● **The records**:
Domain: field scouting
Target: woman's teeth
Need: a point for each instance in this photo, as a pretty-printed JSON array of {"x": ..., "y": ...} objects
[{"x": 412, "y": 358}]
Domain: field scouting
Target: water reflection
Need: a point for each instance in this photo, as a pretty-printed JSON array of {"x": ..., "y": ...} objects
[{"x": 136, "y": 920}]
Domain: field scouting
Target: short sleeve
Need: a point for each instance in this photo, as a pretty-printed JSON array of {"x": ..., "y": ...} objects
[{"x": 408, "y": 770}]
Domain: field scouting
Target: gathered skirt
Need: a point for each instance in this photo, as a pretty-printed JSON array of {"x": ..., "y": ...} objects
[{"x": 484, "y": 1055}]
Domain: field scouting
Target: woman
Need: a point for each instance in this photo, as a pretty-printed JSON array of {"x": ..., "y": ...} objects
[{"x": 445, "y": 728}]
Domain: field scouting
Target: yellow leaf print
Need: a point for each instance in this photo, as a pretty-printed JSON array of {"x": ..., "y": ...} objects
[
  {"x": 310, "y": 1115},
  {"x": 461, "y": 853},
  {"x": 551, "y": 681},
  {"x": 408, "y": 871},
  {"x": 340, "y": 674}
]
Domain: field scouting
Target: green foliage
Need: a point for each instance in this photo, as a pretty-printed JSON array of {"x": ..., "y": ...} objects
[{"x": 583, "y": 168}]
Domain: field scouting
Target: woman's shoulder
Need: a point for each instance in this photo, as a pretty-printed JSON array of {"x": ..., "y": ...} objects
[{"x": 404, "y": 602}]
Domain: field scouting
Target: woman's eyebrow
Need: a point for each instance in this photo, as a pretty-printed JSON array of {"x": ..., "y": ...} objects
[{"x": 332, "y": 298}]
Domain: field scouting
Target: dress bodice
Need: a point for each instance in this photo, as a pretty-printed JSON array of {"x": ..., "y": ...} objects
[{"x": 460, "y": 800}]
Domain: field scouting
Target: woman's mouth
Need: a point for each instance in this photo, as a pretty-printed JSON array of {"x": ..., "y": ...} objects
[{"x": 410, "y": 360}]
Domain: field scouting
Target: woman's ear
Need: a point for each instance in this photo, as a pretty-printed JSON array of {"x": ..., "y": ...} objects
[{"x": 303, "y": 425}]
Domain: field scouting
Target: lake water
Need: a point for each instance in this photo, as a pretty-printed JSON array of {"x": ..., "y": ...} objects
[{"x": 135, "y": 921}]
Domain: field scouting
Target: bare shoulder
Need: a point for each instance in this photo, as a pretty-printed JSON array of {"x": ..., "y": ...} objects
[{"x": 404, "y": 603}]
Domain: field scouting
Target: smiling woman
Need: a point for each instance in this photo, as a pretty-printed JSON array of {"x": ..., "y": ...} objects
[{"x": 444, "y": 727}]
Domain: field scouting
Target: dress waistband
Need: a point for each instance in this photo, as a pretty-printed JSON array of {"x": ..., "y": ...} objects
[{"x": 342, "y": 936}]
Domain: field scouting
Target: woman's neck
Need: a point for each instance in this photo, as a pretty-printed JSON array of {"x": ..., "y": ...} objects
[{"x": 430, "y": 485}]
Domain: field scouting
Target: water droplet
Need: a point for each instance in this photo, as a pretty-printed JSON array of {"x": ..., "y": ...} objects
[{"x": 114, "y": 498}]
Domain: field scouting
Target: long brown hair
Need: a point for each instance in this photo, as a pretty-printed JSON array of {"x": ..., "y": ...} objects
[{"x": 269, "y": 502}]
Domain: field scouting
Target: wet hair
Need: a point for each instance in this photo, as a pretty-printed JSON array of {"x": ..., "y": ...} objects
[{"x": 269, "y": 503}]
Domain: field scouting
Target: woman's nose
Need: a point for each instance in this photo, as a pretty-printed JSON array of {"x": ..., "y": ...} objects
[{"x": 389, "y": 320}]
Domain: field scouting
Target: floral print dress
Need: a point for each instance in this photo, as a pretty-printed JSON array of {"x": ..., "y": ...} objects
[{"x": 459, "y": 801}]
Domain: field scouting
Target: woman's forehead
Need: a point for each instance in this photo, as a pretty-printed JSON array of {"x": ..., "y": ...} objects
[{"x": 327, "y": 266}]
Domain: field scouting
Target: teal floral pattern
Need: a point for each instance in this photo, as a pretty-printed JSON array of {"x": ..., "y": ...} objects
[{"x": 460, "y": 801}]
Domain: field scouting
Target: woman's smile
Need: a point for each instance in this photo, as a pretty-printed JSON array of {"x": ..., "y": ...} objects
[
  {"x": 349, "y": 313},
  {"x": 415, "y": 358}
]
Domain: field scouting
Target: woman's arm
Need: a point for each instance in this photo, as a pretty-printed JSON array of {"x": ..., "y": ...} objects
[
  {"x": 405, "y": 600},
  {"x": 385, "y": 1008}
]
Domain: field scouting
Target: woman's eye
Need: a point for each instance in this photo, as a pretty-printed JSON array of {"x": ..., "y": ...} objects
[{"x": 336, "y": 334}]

● **Prompt**: Emit the full listing verbatim.

● **Exercise answer**:
Domain: field scouting
Target: woman's teeth
Need: a point for each instance in this photo, as a pretty-printed JSON array of {"x": ..., "y": ...} objects
[{"x": 412, "y": 358}]
Domain: field scouting
Target: water reflection
Need: a point for each instance in this photo, as a pretty-printed JSON array of {"x": ..., "y": ...} objects
[{"x": 136, "y": 920}]
Domain: field scouting
Target: short sleeve
Need: a point for each instance in this photo, as a pretty-printed JSON array of {"x": ..., "y": ...} objects
[{"x": 408, "y": 770}]
Domain: field scouting
Target: gathered skirt
Need: a point for each instance in this photo, as a pretty-printed JSON array of {"x": ..., "y": ...} objects
[{"x": 484, "y": 1055}]
Domain: field scouting
Target: woman
Need: a point for each instance in this photo, as a pretty-printed JSON array of {"x": ..., "y": ...} objects
[{"x": 445, "y": 728}]
Domain: field scouting
Target: yellow leaf print
Need: a point for each instance in this photo, as a pretty-printed JSON array of {"x": ..., "y": ...} objects
[
  {"x": 310, "y": 1115},
  {"x": 461, "y": 853},
  {"x": 551, "y": 681},
  {"x": 408, "y": 871},
  {"x": 340, "y": 674}
]
Domain: field scouting
Target: green foliage
Need: a point for each instance in this photo, as a pretty-printed JSON array of {"x": ..., "y": ...} objects
[{"x": 583, "y": 168}]
Domain: field scouting
Target: woman's shoulder
Need: a point for each instance in this photo, as a pretty-printed JSON array of {"x": ..., "y": ...} objects
[{"x": 404, "y": 602}]
Domain: field scouting
Target: woman's eyebrow
Need: a point for each instance in this photo, as a pretty-printed JSON array of {"x": ..., "y": ...} objects
[{"x": 332, "y": 298}]
Domain: field scouting
Target: dress bodice
Need: a point for each instance in this photo, as a pretty-printed JSON array of {"x": ..., "y": ...} objects
[{"x": 460, "y": 800}]
Domain: field scouting
Target: woman's mouth
Need: a point for each instance in this photo, as a pretty-printed JSON array of {"x": ..., "y": ...} objects
[{"x": 410, "y": 360}]
Domain: field scouting
Target: woman's ear
Need: a point for each instance in this photo, as a pretty-printed JSON array of {"x": ..., "y": ...} objects
[{"x": 303, "y": 425}]
Domain: field scouting
Target: lake water
Need: a point for each instance in this photo, as a pretty-printed JSON array of {"x": ..., "y": ...} objects
[{"x": 135, "y": 921}]
Domain: field scouting
Target: bare shoulder
Need: a point for each instance in this photo, as a pretty-printed JSON array of {"x": ..., "y": ...} objects
[{"x": 404, "y": 603}]
Domain: field scouting
Target: smiling woman
Need: a point for each instance in this photo, as a pretty-printed JSON array of {"x": ..., "y": ...} objects
[{"x": 444, "y": 727}]
Domain: field scouting
Target: dress waistband
Need: a point for each instance in this photo, as a pretty-printed JSON array of {"x": ..., "y": ...} objects
[{"x": 342, "y": 936}]
Domain: field scouting
Target: woman's neck
Need: a point for each instance in this photo, as a pretty-printed JSON array of {"x": ..., "y": ...} objects
[{"x": 430, "y": 485}]
Domain: field scouting
Target: water droplet
Need: a point for each instance in this photo, as a pretty-printed JSON array of {"x": ..., "y": ...} objects
[{"x": 114, "y": 498}]
Domain: field scouting
Target: long brown hair
Need: a point for each instance in this photo, as a pretty-printed JSON array of {"x": ..., "y": ...} objects
[{"x": 269, "y": 502}]
Domain: field scouting
Target: wet hair
Need: a point for each instance in this photo, as a pretty-printed JSON array of {"x": ..., "y": ...} objects
[{"x": 269, "y": 503}]
Domain: field scouting
Target: woman's nose
Need: a point for each instance in this photo, as a pretty-printed JSON array of {"x": ..., "y": ...} objects
[{"x": 389, "y": 320}]
Domain: field scouting
Target: floral print dress
Need: a point for each instance in this photo, as a pretty-printed JSON array of {"x": ..., "y": ...} objects
[{"x": 459, "y": 801}]
Domain: field scouting
Target: woman's forehead
Need: a point for each instance in this photo, as a pretty-printed JSON array of {"x": ..., "y": ...} objects
[{"x": 327, "y": 266}]
Domain: field scouting
Target: teal floral pattern
Need: a point for each instance in this photo, as a pretty-printed JSON array of {"x": ..., "y": ...} objects
[{"x": 460, "y": 801}]
Domain: field scouting
Target: woman's smile
Need: a point for each instance in this photo, as a pretty-printed JSON array of {"x": ..., "y": ...} objects
[
  {"x": 349, "y": 313},
  {"x": 415, "y": 358}
]
Domain: field scouting
Target: woman's arm
Need: a point for each instance in this photo, as a pretty-printed JSON array of {"x": ..., "y": ...} objects
[
  {"x": 405, "y": 600},
  {"x": 385, "y": 1008}
]
Domain: field scouting
Target: woman's eye
Need: a point for each instance in this photo, as a pretty-printed JSON array of {"x": ..., "y": ...} objects
[{"x": 336, "y": 334}]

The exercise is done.